* _Task requirements_:
Only these lines of the data below are wanted: the one with "# mark a point on every instance of the pink", the one with "# mark a point on every instance of the man", and any lines between them, each repeated exactly.

[Provided material — start]

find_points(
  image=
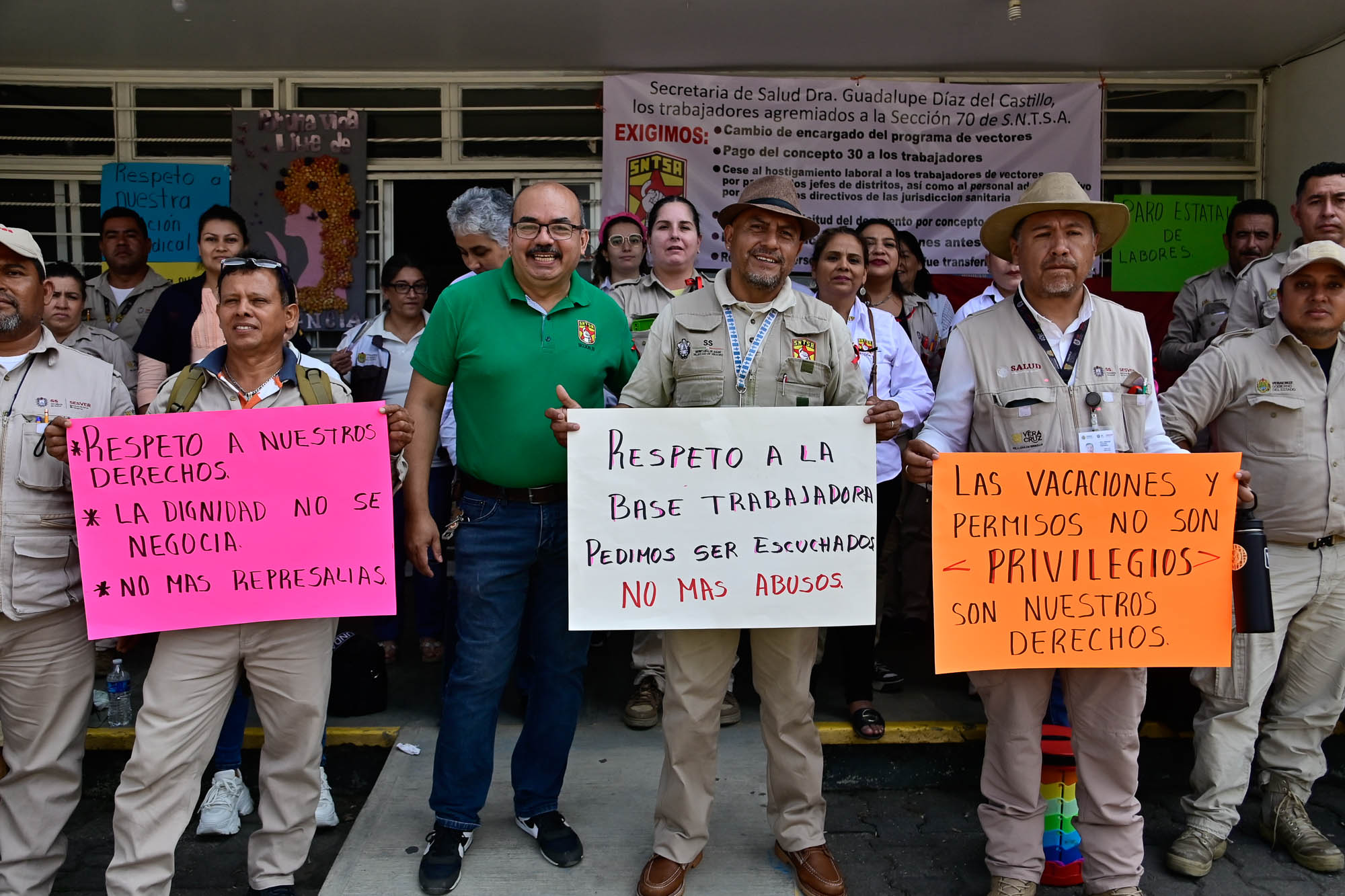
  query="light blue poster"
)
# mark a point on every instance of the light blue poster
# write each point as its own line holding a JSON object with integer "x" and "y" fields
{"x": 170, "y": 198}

[Provided material — finish]
[Provided material — start]

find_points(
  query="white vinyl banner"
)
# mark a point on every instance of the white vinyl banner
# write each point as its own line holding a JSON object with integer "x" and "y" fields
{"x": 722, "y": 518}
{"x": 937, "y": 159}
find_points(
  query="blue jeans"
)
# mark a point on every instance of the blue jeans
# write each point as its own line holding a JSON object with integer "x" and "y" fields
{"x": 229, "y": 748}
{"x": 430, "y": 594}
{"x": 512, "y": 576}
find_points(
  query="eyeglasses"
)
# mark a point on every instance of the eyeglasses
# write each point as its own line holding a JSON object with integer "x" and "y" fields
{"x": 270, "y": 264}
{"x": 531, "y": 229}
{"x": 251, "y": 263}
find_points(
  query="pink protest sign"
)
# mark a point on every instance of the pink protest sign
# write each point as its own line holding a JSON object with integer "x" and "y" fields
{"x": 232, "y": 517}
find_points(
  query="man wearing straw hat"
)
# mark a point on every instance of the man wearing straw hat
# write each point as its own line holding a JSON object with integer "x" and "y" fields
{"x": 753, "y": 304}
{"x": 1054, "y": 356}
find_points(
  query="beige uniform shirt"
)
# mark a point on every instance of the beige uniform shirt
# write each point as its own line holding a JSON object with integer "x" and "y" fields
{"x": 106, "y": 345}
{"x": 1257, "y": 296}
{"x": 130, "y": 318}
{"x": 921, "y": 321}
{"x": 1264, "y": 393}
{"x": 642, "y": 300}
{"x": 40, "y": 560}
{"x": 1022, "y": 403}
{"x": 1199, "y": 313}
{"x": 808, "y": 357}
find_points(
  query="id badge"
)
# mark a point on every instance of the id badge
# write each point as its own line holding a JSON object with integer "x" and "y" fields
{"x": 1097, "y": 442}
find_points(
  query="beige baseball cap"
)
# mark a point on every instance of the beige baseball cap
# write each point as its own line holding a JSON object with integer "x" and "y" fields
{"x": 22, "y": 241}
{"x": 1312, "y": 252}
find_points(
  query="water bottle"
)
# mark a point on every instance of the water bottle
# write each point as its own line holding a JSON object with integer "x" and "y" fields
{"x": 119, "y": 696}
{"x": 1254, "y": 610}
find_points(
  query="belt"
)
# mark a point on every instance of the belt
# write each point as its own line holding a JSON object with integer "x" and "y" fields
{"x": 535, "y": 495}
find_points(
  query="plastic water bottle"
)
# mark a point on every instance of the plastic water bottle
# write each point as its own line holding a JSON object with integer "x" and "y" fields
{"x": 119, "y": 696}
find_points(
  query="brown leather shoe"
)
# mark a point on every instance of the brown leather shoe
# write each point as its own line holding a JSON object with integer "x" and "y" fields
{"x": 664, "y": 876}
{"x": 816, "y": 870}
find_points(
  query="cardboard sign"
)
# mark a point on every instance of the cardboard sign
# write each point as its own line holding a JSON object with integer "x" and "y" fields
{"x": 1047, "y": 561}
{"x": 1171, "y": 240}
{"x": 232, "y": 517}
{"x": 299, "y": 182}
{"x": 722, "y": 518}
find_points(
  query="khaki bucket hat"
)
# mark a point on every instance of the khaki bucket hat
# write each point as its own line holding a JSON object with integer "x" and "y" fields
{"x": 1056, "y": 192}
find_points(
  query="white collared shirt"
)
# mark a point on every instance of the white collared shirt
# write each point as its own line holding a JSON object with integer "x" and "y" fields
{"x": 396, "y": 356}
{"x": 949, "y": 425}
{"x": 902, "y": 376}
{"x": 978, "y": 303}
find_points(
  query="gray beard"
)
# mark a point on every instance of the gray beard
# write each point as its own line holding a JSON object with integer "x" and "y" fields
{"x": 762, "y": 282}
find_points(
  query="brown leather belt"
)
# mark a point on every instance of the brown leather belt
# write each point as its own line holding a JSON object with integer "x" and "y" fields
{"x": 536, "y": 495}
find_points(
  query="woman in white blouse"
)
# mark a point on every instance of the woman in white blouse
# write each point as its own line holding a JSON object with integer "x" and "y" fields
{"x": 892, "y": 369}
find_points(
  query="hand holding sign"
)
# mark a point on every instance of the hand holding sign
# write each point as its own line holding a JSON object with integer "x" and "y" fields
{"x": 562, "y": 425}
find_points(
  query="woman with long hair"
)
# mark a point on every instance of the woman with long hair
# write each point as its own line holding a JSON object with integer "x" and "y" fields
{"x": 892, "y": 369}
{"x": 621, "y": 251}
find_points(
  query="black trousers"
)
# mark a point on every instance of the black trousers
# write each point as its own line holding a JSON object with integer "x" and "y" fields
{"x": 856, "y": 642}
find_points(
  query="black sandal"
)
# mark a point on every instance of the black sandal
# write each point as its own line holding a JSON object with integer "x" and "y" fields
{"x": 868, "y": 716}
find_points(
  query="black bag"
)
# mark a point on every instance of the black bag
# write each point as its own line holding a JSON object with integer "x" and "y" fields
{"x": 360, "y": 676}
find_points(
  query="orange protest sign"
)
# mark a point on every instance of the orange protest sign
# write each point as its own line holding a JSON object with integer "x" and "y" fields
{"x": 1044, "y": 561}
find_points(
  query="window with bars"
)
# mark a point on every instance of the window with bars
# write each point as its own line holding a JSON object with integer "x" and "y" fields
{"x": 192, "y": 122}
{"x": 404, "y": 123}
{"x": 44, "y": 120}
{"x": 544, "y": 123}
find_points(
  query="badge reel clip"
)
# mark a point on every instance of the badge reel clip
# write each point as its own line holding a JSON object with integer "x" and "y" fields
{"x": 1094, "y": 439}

[Provided material — finish]

* _Reply_:
# mark a point on every instance of the pink protest sign
# write each point as its own line holding a JSON object with integer "x" and "y" fields
{"x": 232, "y": 517}
find_points(
  query="man wearing straw hat"
)
# mark a point on every instance of the man wearing straw hat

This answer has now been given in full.